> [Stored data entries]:
● ● ● ●
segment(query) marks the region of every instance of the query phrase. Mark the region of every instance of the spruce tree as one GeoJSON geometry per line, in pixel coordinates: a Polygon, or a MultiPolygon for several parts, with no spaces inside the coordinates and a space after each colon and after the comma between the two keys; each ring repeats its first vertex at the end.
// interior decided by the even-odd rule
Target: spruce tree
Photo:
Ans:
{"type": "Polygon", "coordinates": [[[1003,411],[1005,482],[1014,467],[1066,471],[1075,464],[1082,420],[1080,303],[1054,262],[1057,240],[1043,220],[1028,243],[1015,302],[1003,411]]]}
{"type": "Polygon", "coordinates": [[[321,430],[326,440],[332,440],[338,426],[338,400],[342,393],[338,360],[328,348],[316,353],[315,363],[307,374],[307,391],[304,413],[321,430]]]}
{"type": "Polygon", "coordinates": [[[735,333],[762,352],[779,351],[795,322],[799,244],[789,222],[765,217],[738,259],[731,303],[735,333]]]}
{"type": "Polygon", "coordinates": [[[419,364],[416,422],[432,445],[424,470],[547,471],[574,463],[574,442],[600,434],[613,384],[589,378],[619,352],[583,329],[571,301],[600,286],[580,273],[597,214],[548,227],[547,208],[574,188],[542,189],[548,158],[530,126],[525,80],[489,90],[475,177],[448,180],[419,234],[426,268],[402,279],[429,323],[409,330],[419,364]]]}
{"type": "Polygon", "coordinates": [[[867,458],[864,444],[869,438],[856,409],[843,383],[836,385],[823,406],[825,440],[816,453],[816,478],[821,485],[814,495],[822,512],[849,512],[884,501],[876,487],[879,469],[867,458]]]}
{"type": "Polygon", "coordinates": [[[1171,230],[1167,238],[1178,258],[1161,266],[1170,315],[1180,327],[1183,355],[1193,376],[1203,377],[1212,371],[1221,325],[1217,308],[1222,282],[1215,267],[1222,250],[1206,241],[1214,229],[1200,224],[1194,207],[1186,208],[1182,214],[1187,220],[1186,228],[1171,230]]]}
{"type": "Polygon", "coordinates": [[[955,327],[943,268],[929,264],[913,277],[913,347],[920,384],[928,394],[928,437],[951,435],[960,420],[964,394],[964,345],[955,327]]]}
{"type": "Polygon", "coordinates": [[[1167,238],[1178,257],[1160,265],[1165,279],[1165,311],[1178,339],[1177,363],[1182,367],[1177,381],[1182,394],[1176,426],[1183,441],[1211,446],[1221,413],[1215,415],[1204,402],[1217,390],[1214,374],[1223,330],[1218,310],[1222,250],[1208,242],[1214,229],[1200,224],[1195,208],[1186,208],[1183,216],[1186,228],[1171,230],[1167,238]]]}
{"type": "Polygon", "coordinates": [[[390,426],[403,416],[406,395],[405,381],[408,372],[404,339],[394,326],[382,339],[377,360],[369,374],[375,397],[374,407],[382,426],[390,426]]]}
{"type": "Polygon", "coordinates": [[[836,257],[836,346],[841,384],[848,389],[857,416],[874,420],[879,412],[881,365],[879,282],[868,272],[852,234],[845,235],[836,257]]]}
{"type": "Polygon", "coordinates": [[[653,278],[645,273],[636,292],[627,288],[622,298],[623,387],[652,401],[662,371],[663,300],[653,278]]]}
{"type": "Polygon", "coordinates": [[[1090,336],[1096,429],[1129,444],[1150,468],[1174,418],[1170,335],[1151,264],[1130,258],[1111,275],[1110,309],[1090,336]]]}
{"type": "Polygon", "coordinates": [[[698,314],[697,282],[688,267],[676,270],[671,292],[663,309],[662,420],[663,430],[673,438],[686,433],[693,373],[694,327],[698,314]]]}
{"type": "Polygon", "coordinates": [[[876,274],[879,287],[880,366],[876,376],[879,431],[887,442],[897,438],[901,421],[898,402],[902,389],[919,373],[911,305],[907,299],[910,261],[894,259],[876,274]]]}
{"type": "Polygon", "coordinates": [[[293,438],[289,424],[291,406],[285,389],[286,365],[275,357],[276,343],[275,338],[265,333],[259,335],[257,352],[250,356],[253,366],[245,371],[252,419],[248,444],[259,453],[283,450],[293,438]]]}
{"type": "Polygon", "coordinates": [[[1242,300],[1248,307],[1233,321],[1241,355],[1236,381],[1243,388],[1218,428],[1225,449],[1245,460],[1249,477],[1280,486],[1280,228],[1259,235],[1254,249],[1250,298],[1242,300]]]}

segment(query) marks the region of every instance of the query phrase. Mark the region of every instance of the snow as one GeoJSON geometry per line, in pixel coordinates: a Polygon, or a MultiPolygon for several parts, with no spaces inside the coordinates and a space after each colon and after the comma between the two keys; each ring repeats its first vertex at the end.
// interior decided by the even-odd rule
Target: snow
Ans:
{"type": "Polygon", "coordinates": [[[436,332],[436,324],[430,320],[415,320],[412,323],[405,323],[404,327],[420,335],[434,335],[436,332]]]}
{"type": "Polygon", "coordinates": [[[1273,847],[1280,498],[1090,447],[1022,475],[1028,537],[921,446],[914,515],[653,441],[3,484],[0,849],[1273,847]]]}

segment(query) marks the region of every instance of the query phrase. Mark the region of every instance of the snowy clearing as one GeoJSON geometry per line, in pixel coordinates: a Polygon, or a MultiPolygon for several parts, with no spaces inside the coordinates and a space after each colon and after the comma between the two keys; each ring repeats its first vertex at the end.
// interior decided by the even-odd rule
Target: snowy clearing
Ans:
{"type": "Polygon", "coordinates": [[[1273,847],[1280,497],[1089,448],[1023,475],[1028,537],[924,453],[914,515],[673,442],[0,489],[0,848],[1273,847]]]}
● ● ● ●
> [ABOUT THIS TASK]:
Take every line above where "inside" appears and copy it.

> [YOUR SOLUTION]:
segment(query) marks the region of every instance of the query phrase. Mark the region of every instance of the spruce tree as one GeoJSON geometry per line, in pixel coordinates: a Polygon, or a MultiPolygon for several parts, with no spaces inside the coordinates and a space after each colon and after the comma between the two keys; each ring repeats its first vertex at the end.
segment(query) marks the region of every instance of the query phrase. Mark the region of every instance of the snow as one GeoJSON geometry per line, in pixel coordinates: a Polygon, or a MultiPolygon for several parts, with no spaces inside the coordinates and a space after each colon and after the comma between the two keys; each ring repeats its first vertex at the end.
segment(query) marks the region of every instance of the query phrase. Mark the region of every instance of the snowy clearing as one GeoJSON geometry per line, in pixel coordinates: a Polygon, or a MultiPolygon for several parts, with no spaces inside the coordinates and a space after each colon and after the comma between the two keys; each ring repeats its first vertex at the end.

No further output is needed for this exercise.